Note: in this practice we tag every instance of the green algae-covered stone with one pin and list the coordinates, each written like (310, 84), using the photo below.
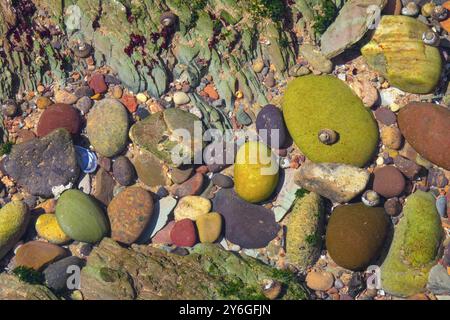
(107, 127)
(80, 217)
(356, 234)
(415, 247)
(255, 172)
(397, 51)
(304, 231)
(14, 219)
(313, 103)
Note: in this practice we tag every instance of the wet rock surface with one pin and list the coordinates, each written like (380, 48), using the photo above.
(42, 164)
(124, 81)
(238, 215)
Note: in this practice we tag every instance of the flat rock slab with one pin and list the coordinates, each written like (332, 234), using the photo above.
(38, 165)
(337, 182)
(247, 225)
(11, 288)
(352, 23)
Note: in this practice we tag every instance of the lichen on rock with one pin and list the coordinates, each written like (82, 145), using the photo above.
(113, 272)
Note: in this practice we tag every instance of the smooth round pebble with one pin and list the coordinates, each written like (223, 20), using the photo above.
(393, 207)
(123, 171)
(180, 98)
(38, 254)
(222, 181)
(388, 181)
(209, 227)
(319, 281)
(183, 233)
(48, 228)
(391, 137)
(192, 207)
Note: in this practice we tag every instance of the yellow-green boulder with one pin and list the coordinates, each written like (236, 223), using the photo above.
(14, 217)
(397, 51)
(315, 103)
(255, 172)
(415, 247)
(48, 228)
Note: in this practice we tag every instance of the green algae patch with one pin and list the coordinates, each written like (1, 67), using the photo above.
(415, 247)
(313, 103)
(397, 51)
(304, 231)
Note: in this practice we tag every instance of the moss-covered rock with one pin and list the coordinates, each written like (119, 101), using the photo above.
(14, 219)
(80, 217)
(161, 134)
(304, 231)
(397, 51)
(313, 103)
(356, 234)
(415, 247)
(255, 172)
(107, 127)
(12, 288)
(209, 272)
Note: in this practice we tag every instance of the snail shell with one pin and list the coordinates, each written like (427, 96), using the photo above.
(272, 289)
(431, 38)
(82, 50)
(328, 136)
(411, 10)
(439, 13)
(370, 198)
(168, 19)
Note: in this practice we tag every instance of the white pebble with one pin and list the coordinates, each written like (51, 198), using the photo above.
(380, 161)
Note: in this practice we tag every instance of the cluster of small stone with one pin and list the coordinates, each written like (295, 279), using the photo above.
(362, 154)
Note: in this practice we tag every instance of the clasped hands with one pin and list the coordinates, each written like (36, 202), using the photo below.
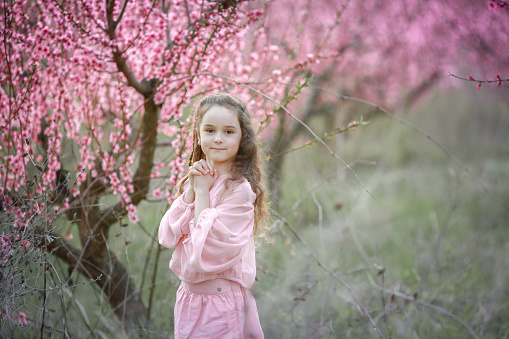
(202, 176)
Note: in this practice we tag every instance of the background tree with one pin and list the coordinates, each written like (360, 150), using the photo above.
(92, 90)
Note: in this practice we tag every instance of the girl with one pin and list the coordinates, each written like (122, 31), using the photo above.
(212, 223)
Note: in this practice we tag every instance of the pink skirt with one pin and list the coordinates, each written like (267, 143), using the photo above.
(216, 308)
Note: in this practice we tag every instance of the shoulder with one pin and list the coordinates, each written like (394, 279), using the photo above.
(239, 190)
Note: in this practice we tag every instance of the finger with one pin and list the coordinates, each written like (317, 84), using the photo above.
(206, 166)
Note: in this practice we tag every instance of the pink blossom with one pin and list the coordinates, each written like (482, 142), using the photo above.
(157, 193)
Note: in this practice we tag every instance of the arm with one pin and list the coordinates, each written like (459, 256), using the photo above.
(221, 235)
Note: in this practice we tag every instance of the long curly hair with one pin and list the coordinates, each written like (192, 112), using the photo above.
(248, 162)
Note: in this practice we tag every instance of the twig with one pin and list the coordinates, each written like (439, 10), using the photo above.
(434, 307)
(499, 80)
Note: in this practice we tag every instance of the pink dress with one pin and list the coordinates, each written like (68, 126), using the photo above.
(215, 259)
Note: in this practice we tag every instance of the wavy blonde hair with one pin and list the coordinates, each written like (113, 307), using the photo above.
(248, 162)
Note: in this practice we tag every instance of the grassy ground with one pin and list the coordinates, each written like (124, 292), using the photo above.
(425, 252)
(437, 234)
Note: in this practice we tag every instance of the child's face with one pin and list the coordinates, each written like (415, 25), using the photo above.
(220, 136)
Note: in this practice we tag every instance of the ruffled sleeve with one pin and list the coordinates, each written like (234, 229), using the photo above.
(221, 236)
(175, 223)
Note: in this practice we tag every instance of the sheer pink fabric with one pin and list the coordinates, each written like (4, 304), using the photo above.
(219, 245)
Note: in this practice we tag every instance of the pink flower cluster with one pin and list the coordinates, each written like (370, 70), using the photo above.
(18, 317)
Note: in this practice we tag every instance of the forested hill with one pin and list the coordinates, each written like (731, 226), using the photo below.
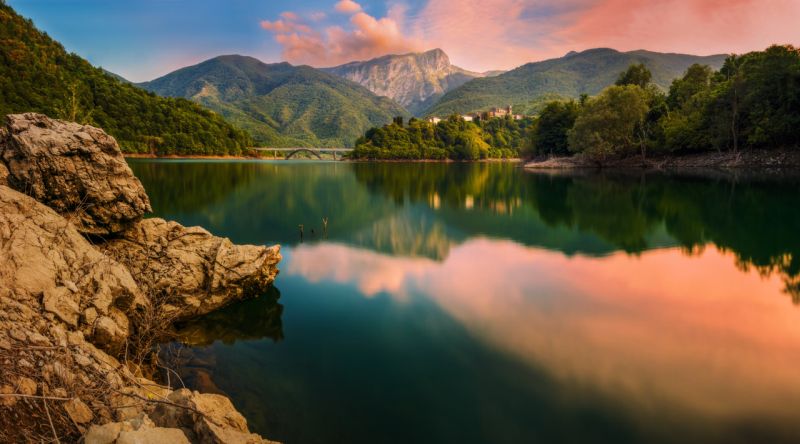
(37, 74)
(280, 104)
(587, 72)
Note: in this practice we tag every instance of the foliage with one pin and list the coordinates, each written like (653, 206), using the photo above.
(588, 72)
(548, 136)
(453, 138)
(636, 74)
(607, 124)
(752, 102)
(280, 104)
(38, 75)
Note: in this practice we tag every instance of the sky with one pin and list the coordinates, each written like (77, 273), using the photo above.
(144, 39)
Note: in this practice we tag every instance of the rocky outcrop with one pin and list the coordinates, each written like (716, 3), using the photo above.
=-=-=-=-=
| EXERCISE REQUIREMENTS |
Set down every record exactly, without the pictures.

| EXERCISE SOLUTION |
Note: in this practice we tag every instance of the green algae-covered stone with one pin and list the coordinates, each written like (310, 84), using the photo below.
(107, 127)
(80, 217)
(356, 234)
(415, 247)
(255, 172)
(397, 51)
(304, 231)
(14, 219)
(313, 103)
Note: in this practice we tag every instance of the wet rock surface with one pin and list the coordinates, each written like (380, 48), using the photo above.
(42, 164)
(124, 81)
(238, 215)
Note: in this practice we tag every instance of the flat rock slab with one pin and list the coordinates, each written like (332, 234), using the photo above.
(38, 165)
(337, 182)
(247, 225)
(11, 288)
(352, 23)
Note: in this practice we tag every instance of the lichen on rock with one pin and list the coordinates, each written like (82, 145), using the photo above.
(113, 272)
Note: in this practice we tag every instance of the smooth round pebble with one pin and list the coordinates, each written like (223, 20), using the photo above.
(393, 207)
(123, 171)
(180, 98)
(38, 254)
(222, 181)
(388, 181)
(209, 227)
(319, 281)
(183, 233)
(48, 228)
(391, 137)
(192, 207)
Note: in this practice we tag every instance of the yellow-green boulder with one pin and list the coordinates, each written like (236, 223), using the photo above.
(14, 217)
(397, 51)
(315, 103)
(255, 172)
(415, 247)
(48, 228)
Note: in this practice we tag every instance of the green algae patch with one pin and list the coordinates, each written like (1, 67), using the photo above.
(415, 247)
(313, 103)
(397, 51)
(304, 231)
Note: in this practice we tag every instance of the moss-covered rock with one pin and list the coordinates, each written like (119, 101), using the photo above.
(14, 219)
(80, 217)
(161, 134)
(304, 231)
(397, 51)
(313, 103)
(356, 234)
(415, 247)
(255, 172)
(107, 127)
(12, 288)
(209, 272)
Note: in this practice we tag every instance of the snail shell with one pin and list the coordinates, each written like (427, 96), using the photo above.
(272, 289)
(431, 38)
(82, 50)
(328, 136)
(411, 10)
(439, 13)
(370, 198)
(168, 19)
Note: in this practice we tag every instance of the white pebble with one pin and list the coordinates, each written like (51, 198), using the photo above.
(380, 161)
Note: in this practice we tag every instance of the cluster of small stone with one pin and list the coordinates, each written like (295, 279), using the photo above.
(362, 154)
Note: in this practice we tag every instance of the clasped hands with one pin and list the coordinates, each written like (36, 202), using the photo below.
(202, 176)
Note: in this practice we tag every instance of the background tree with one pin and list the coordinates, each written like (360, 150), using the photo above.
(92, 90)
Note: in this practice we tag every instance of the girl with one pin and list the coordinates, each written like (122, 31), using the photo above.
(212, 223)
Note: in this practice we tag every instance of the pink skirt with one pin and list the coordinates, each written like (267, 143), using the photo above.
(216, 308)
Note: in this practice we tag every instance of the shoulder with one pin and list the coordinates, each written like (394, 279), using the photo above.
(239, 190)
Note: in this practice we tag every instance of the finger with one pin and list the coordinates, each written like (317, 84), using the photo above.
(206, 166)
Note: in this practice we tag every instance of the pink blossom with one pin and list the coordinates, each written like (482, 142), using the photo above.
(157, 193)
Note: in this practice we tag every instance of the arm with one pin and list the coordinates, each written like (459, 256), using the photo above.
(221, 235)
Note: in this practice we tag every instance of the long curly hair with one pin and list the coordinates, each written like (192, 112), using the photo above.
(248, 162)
Note: in this practice we tag every instance of the twig with one pin and list the coordinates, each written like (439, 10), using the photo above.
(434, 307)
(499, 80)
Note: in this practice we tag every instance of the pink dress with one pin and list the coordinates, each written like (68, 126), using the photo above.
(215, 259)
Note: in this practice we tag every instance of the wavy blonde hair with one pin and list the coordinates, each written like (113, 307), using the photo above.
(248, 162)
Note: in this practice we tag every instance of the grassy ground with one pin and list the coordinates, each written like (124, 292), using the photo above.
(425, 252)
(437, 234)
Note: in this practice we tag every instance of the child's face with one pin and list the coordinates, each written like (415, 25), using the photo above.
(220, 136)
Note: in this practice we tag every instance of the ruffled sleeve with one pin and list the coordinates, each written like (234, 229), using the photo above.
(221, 236)
(175, 223)
Note: in this practice we tag every instance of the sheer pink fabric with one pin and list the coordinates, each written like (4, 304), using the photo above.
(219, 245)
Note: in this practice we tag every instance of the pink flower cluster with one pin and list the coordinates, each written like (370, 70), using the photo above.
(18, 317)
Note: in this practice we tag every instance of the forested hill with one pin and list the coordinates, each written like (731, 226), using the photo below.
(37, 74)
(280, 104)
(587, 72)
Note: in this practice we tag every instance of the foliage with one pin and list the coordinates, each written like (653, 206), using the photo above.
(588, 72)
(548, 136)
(453, 138)
(636, 74)
(607, 124)
(752, 102)
(280, 104)
(38, 75)
Note: in this practice we tag every instance of the sky with one pin and list the coordinates, each written like (77, 273), using the photo above.
(144, 39)
Note: in this practice we tag every instance of the rocky outcrop with one pin and list the coordinates, each written like (716, 3), using the photo above.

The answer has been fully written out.